About this task —
Take the line with "of the forested" and the rest of the lines after it, to the end of the entries, and restate them exactly.

Referring expression data:
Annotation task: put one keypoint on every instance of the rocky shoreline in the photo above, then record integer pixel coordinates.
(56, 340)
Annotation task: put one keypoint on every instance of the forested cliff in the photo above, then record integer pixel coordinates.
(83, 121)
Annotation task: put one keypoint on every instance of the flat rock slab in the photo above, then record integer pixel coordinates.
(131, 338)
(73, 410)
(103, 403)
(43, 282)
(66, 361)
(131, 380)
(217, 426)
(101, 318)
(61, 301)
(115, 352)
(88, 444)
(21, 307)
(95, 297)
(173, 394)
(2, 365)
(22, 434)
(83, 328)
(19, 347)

Output for this exercise —
Annotation task: put one keypoint on every instance of the forested cliff in the photo above, then record integer pixel coordinates.
(83, 121)
Annotation task: put one keypoint on every instance of the flat rock slab in the photo above, then record integer pixel coordinates.
(131, 338)
(73, 410)
(103, 403)
(43, 282)
(66, 361)
(131, 380)
(217, 426)
(101, 318)
(61, 301)
(115, 352)
(88, 444)
(21, 307)
(95, 297)
(173, 394)
(2, 365)
(22, 434)
(83, 328)
(19, 347)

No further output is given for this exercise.